Go through the material below and copy each line where the word "keys" appears.

──────── Data for the task

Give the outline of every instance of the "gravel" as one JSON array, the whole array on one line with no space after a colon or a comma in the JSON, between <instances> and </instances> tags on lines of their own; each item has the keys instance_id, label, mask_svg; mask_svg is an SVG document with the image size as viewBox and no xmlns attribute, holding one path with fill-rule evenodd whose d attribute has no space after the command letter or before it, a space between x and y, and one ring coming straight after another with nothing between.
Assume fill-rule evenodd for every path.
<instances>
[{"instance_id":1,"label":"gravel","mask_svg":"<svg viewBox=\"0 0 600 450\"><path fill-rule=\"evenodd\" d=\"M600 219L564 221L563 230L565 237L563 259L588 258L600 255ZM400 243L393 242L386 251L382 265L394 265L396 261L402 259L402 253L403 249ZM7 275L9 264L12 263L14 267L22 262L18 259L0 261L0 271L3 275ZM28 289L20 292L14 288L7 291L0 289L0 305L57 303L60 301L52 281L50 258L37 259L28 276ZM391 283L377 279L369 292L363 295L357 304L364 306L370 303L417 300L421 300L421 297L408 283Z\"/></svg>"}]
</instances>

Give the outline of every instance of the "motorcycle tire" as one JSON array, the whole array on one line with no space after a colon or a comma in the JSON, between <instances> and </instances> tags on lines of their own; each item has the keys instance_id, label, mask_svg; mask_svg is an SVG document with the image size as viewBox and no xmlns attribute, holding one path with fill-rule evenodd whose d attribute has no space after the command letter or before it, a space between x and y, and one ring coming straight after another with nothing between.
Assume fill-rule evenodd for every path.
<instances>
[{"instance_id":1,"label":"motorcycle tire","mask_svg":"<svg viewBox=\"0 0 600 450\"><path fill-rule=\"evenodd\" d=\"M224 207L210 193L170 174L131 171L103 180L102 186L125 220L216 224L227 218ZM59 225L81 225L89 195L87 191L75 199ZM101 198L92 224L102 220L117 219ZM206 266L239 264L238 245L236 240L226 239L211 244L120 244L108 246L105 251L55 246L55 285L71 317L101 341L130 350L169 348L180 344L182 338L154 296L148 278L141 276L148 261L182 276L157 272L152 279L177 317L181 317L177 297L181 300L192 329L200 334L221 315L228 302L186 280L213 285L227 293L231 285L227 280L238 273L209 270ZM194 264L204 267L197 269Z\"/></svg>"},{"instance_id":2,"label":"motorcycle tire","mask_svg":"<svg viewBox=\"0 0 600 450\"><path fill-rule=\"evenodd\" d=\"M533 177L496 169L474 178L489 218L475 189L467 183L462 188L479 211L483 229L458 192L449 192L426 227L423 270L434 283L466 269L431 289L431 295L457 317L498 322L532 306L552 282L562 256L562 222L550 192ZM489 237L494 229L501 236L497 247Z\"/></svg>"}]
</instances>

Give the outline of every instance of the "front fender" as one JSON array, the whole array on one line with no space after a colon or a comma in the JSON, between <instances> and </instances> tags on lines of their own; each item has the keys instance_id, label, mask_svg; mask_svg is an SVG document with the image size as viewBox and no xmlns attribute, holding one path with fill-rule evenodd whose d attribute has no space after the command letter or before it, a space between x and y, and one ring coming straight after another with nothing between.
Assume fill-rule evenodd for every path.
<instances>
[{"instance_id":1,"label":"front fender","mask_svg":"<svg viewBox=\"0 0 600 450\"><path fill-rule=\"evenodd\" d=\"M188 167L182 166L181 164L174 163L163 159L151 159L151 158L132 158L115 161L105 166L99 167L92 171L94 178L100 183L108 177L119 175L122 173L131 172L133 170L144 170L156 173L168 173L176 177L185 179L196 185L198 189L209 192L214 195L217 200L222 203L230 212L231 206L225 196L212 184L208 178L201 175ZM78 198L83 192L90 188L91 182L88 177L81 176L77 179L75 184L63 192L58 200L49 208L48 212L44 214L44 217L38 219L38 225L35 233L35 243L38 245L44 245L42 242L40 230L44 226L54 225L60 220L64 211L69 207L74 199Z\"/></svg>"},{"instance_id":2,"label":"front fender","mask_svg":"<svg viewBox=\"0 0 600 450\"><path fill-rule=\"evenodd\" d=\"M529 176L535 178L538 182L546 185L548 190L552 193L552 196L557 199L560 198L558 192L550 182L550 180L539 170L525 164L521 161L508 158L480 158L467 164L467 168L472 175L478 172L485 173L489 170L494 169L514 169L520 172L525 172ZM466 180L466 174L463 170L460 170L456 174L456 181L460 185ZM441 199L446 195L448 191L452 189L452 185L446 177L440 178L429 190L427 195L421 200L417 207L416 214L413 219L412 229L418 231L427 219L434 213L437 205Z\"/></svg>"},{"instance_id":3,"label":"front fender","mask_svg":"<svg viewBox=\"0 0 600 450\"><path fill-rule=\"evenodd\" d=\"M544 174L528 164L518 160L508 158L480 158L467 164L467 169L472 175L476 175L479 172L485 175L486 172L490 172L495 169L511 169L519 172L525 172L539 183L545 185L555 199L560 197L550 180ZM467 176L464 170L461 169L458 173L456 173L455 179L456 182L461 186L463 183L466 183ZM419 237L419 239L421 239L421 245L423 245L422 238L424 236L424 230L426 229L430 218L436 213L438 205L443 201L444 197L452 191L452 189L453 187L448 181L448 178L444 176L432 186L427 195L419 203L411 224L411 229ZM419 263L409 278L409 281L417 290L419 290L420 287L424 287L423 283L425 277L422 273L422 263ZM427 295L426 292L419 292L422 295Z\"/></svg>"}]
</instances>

────────────────

Reply
Give the outline of every instance of the "gravel" as one JSON array, the whole array on one line with no space after a colon or a comma in the JSON, between <instances> and </instances> tags on lines of their own; each item has the keys instance_id, label, mask_svg; mask_svg is an SVG document with the image size as viewBox and no xmlns attribute, holding one path with fill-rule evenodd whose d attribute has no space after the command letter or before it, a space between x and y, and one ring coming straight after another with nothing between.
Give the outline of every instance of the "motorcycle tire" as one JSON array, the whole array on one line with no space after a colon or a comma in the JSON, between <instances> and </instances> tags on lines of their own; each item has the keys instance_id, label, mask_svg; mask_svg is an SVG document with the image size as viewBox and no xmlns attribute, holding one path with fill-rule evenodd whose d attribute has no space after the command letter or before it, a space between x and y, and one ring coming straight after another with nothing between.
Give the outline of every instance of the "front fender" as one JSON array, the whole array on one line with no space after a colon or a comma in the JSON, between <instances> and </instances> tags on lines of their own; each item has the keys instance_id, label, mask_svg; mask_svg is an SVG document with the image size as viewBox and no xmlns attribute, holding one path with fill-rule evenodd whose d attribute has no space after the command letter or before it, a space between x and y, and one ring coming straight after another with nothing between.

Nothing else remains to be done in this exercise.